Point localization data
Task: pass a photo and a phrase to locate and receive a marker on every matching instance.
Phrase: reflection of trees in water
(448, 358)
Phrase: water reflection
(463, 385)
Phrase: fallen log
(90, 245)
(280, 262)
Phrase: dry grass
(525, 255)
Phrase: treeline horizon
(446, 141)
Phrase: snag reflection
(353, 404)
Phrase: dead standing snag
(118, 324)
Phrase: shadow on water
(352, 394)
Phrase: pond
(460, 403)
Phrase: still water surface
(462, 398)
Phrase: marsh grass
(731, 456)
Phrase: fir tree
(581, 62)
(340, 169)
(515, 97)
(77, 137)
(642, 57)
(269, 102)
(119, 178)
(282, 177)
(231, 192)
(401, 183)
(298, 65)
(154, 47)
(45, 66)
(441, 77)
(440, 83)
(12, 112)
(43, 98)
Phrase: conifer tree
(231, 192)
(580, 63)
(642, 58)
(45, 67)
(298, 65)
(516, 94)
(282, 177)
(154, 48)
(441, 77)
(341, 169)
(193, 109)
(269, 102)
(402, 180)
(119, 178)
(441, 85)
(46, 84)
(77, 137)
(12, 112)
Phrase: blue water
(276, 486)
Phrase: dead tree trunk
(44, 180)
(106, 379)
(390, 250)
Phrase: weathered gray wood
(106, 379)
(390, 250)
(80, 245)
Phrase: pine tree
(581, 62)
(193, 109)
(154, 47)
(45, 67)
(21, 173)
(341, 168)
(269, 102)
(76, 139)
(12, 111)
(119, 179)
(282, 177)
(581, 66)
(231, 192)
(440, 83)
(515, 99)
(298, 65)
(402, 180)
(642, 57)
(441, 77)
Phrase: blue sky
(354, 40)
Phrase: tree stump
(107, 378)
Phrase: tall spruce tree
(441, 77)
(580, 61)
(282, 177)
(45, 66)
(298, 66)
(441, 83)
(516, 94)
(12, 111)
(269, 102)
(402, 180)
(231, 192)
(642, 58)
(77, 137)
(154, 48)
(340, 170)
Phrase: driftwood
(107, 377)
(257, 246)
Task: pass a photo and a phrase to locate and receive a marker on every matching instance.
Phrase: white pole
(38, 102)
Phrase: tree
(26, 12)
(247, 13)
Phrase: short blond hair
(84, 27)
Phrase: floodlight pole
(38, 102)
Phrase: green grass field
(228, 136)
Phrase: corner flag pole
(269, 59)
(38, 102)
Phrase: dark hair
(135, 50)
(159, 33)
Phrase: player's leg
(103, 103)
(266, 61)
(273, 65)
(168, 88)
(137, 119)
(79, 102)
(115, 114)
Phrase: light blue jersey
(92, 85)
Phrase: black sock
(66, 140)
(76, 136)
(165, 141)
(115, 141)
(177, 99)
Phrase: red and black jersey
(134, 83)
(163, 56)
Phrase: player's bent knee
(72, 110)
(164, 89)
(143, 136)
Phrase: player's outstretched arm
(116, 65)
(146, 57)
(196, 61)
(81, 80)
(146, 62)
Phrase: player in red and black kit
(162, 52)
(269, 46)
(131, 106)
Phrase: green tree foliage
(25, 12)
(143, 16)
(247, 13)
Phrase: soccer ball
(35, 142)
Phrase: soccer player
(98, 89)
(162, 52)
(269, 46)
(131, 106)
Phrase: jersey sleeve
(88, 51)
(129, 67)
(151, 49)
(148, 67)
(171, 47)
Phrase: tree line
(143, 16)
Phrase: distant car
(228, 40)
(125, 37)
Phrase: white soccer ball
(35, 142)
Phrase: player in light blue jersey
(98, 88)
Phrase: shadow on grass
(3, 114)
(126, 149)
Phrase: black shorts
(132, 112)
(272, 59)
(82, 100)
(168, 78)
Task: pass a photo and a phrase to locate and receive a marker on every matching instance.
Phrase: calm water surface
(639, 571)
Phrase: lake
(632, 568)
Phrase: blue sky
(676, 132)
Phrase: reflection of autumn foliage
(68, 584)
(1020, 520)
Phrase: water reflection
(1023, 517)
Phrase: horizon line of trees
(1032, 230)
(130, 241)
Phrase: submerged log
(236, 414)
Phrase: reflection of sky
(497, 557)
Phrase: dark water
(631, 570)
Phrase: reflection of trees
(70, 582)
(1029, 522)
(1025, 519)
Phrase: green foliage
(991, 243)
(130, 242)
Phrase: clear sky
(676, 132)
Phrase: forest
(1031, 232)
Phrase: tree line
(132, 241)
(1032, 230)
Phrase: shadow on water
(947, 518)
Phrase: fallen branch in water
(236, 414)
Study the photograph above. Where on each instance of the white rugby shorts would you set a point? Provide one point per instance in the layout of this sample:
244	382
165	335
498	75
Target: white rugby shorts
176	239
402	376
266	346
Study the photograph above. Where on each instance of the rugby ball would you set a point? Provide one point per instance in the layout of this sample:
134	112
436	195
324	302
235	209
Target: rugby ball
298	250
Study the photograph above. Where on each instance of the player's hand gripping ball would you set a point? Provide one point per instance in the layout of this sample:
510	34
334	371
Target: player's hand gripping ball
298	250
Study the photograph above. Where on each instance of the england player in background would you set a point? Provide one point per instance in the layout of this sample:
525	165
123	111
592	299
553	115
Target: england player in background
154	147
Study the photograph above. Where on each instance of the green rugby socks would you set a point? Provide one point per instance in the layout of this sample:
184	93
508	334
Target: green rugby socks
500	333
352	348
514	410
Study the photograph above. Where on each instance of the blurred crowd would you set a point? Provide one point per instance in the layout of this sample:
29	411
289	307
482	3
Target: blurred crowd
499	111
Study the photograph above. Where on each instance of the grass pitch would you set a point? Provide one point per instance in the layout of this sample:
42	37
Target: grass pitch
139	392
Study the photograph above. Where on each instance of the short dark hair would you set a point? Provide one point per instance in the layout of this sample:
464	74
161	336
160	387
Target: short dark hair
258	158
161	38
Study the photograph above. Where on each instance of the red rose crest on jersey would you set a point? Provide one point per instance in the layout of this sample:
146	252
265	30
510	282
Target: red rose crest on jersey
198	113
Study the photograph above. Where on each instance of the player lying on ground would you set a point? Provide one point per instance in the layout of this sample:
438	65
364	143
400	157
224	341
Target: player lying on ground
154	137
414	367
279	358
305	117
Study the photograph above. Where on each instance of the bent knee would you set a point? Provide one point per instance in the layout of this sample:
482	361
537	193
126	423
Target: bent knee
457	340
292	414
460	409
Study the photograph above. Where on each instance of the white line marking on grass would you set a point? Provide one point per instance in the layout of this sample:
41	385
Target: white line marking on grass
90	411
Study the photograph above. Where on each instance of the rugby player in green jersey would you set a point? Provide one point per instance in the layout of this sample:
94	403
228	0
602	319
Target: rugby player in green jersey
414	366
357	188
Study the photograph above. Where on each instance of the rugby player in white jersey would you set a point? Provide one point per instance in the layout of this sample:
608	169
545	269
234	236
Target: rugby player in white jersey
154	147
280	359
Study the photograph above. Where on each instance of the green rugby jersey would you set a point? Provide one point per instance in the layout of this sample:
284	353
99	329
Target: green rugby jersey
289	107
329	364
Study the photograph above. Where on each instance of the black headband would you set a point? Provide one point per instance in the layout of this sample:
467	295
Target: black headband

- WHAT YOU NEED TO DO: Would you restate the entries word for word, omitting none?

- EXERCISE OUTPUT:
Task: pass a photo and a phrase to locate and receive a marker on every matching instance.
Phrase: reflection of trees in water
(448, 358)
Phrase: water reflection
(463, 385)
Phrase: fallen log
(90, 245)
(280, 262)
Phrase: dry grass
(525, 255)
Phrase: treeline horizon
(446, 141)
Phrase: snag reflection
(353, 404)
Phrase: dead standing snag
(118, 324)
Phrase: shadow on water
(352, 394)
Phrase: pond
(460, 403)
Phrase: still water surface
(462, 398)
Phrase: marsh grass
(731, 456)
Phrase: fir tree
(581, 62)
(340, 169)
(515, 97)
(77, 137)
(642, 57)
(269, 102)
(119, 178)
(282, 177)
(231, 192)
(401, 183)
(298, 65)
(154, 47)
(45, 66)
(441, 77)
(440, 83)
(12, 112)
(43, 98)
Phrase: conifer tree
(231, 192)
(580, 63)
(642, 58)
(45, 67)
(298, 65)
(516, 94)
(282, 177)
(154, 48)
(441, 77)
(341, 169)
(193, 109)
(269, 102)
(402, 180)
(119, 178)
(441, 85)
(46, 84)
(77, 137)
(12, 112)
Phrase: blue water
(276, 486)
Phrase: dead tree trunk
(44, 180)
(106, 379)
(390, 250)
Phrase: weathered gray wood
(106, 379)
(390, 250)
(80, 245)
Phrase: pine tree
(581, 62)
(193, 109)
(154, 47)
(45, 67)
(21, 173)
(341, 168)
(269, 102)
(76, 139)
(12, 111)
(119, 179)
(282, 177)
(581, 66)
(231, 192)
(440, 83)
(515, 99)
(298, 65)
(402, 180)
(642, 57)
(441, 77)
Phrase: blue sky
(354, 40)
Phrase: tree stump
(107, 378)
Phrase: tall spruce tree
(441, 77)
(580, 61)
(282, 177)
(45, 66)
(298, 66)
(441, 83)
(516, 94)
(12, 111)
(269, 102)
(402, 180)
(231, 192)
(642, 58)
(77, 137)
(154, 48)
(340, 170)
Phrase: driftwood
(107, 377)
(257, 246)
Task: pass a photo and a phrase to locate and receive a marker on every matching instance.
Phrase: white pole
(38, 102)
Phrase: tree
(26, 12)
(247, 13)
Phrase: short blond hair
(84, 27)
Phrase: floodlight pole
(38, 102)
Phrase: green grass field
(228, 136)
Phrase: corner flag pole
(269, 59)
(38, 102)
Phrase: dark hair
(135, 50)
(159, 33)
Phrase: player's leg
(103, 103)
(266, 61)
(273, 65)
(168, 88)
(137, 119)
(79, 102)
(115, 114)
Phrase: light blue jersey
(92, 85)
Phrase: black sock
(66, 140)
(76, 136)
(165, 141)
(115, 141)
(177, 99)
Phrase: red and black jersey
(134, 83)
(163, 56)
Phrase: player's bent knee
(72, 110)
(164, 89)
(143, 136)
Phrase: player's outstretched arm
(116, 65)
(146, 57)
(196, 61)
(81, 80)
(146, 62)
Phrase: player in red and black kit
(162, 52)
(269, 46)
(131, 106)
Phrase: green tree foliage
(25, 12)
(143, 16)
(247, 13)
Phrase: soccer ball
(35, 142)
Phrase: soccer player
(98, 89)
(162, 52)
(269, 46)
(131, 106)
Phrase: jersey sleeve
(88, 51)
(129, 67)
(151, 49)
(148, 67)
(171, 47)
Phrase: tree line
(143, 16)
Phrase: distant car
(228, 40)
(125, 37)
Phrase: white soccer ball
(35, 142)
Phrase: player in light blue jersey
(98, 88)
Phrase: shadow on grass
(3, 114)
(126, 149)
Phrase: black shorts
(132, 112)
(272, 59)
(82, 100)
(168, 78)
Task: pass a photo and a phrase to locate and receive a marker on every matching instance.
Phrase: calm water surface
(639, 571)
Phrase: lake
(632, 568)
Phrase: blue sky
(676, 132)
Phrase: reflection of autumn foliage
(68, 584)
(1020, 520)
Phrase: water reflection
(1023, 517)
Phrase: horizon line of trees
(1032, 230)
(130, 241)
Phrase: submerged log
(236, 414)
Phrase: reflection of sky
(497, 557)
Phrase: dark water
(631, 570)
Phrase: reflection of trees
(70, 582)
(1029, 522)
(1025, 519)
Phrase: green foliage
(991, 243)
(130, 242)
Phrase: clear sky
(676, 132)
Phrase: forest
(1031, 232)
Phrase: tree line
(132, 241)
(1032, 230)
Phrase: shadow on water
(947, 518)
Phrase: fallen branch in water
(236, 414)
Study the photograph above. Where on each instance of the white rugby shorts would you set a point? Provide one point per instance in the layout of this sample:
244	382
165	335
498	75
Target: white rugby shorts
176	239
402	376
266	346
Study the photograph above. Where on each instance of the rugby ball would you set a point? Provide one point per instance in the layout of this sample:
134	112
436	195
324	302
235	209
Target: rugby ball
298	250
Study the photograph above. Where on each instance of the player's hand gripping ball would you set a point? Provide one point per instance in the layout of this sample:
510	34
334	371
Target: player's hand gripping ball
298	250
Study the photograph above. Where on each instance of the england player in background would you set a point? Provide one point per instance in the layout of this sample:
525	165
123	111
592	299
553	115
Target: england player in background
154	147
Study the photograph above. Where on each instance of the green rugby socks would you set a point? Provide one point per instance in the layout of this sample:
184	93
508	334
Target: green rugby socks
500	333
352	348
514	410
Study the photograph above. Where on each instance of the blurred crowd would you set a point? Provide one point per instance in the layout of this sample:
29	411
289	307
482	3
Target: blurred crowd
499	111
Study the photograph above. Where on each instance of the grass pitch would you set a point? Provide one point per instance in the layout of this sample:
42	37
Target: grass pitch
139	392
Study the photograph above. Where on each instance of the short dark hair would you set a point? Provide one point per instance in the layout of this sample:
464	74
161	336
160	387
Target: short dark hair
258	158
161	38
Study the photograph above. Where on each instance of the red rose crest on jersey would you set a point? Provide one point per instance in the layout of this sample:
146	252
265	30
510	282
Target: red rose crest on jersey
198	113
Study the photograph above. Where on each instance of the player lying on ground would you set a point? Provide one point per instance in the layout of this sample:
438	65
364	143
400	157
224	341
Target: player lying on ground
154	137
414	367
279	358
305	117
Study the photograph above. Where on each instance of the bent knee would you set a point? Provide one point per instance in the layout of this sample:
482	361
537	193
126	423
Target: bent knee
457	340
292	414
460	409
Study the photograph above. Where on each instance of the white line marking on grass would you set a point? Provide one point per instance in the layout of this sample:
41	385
Target: white line marking on grass
90	411
Study the photograph above. Where on each instance of the rugby player in green jersey would you set a point? Provide one point per instance in the layout of this sample:
94	403
228	0
602	319
Target: rugby player in green jersey
414	366
357	188
Study the photograph above. Where on each instance of the rugby player in white jersey would you set a point? Provide one point per instance in the layout of this sample:
608	169
545	269
234	236
Target: rugby player in white jersey
154	147
280	359
Study the photograph above. Where on each instance of the green rugby jersey would you set a point? Provide one point per instance in the layout of this sample:
284	353
99	329
Target: green rugby jersey
289	107
329	364
Study the photograph above. Where on each instance of the black headband would you set a point? Provide one point per instance in the layout of this sample:
467	295
Target: black headband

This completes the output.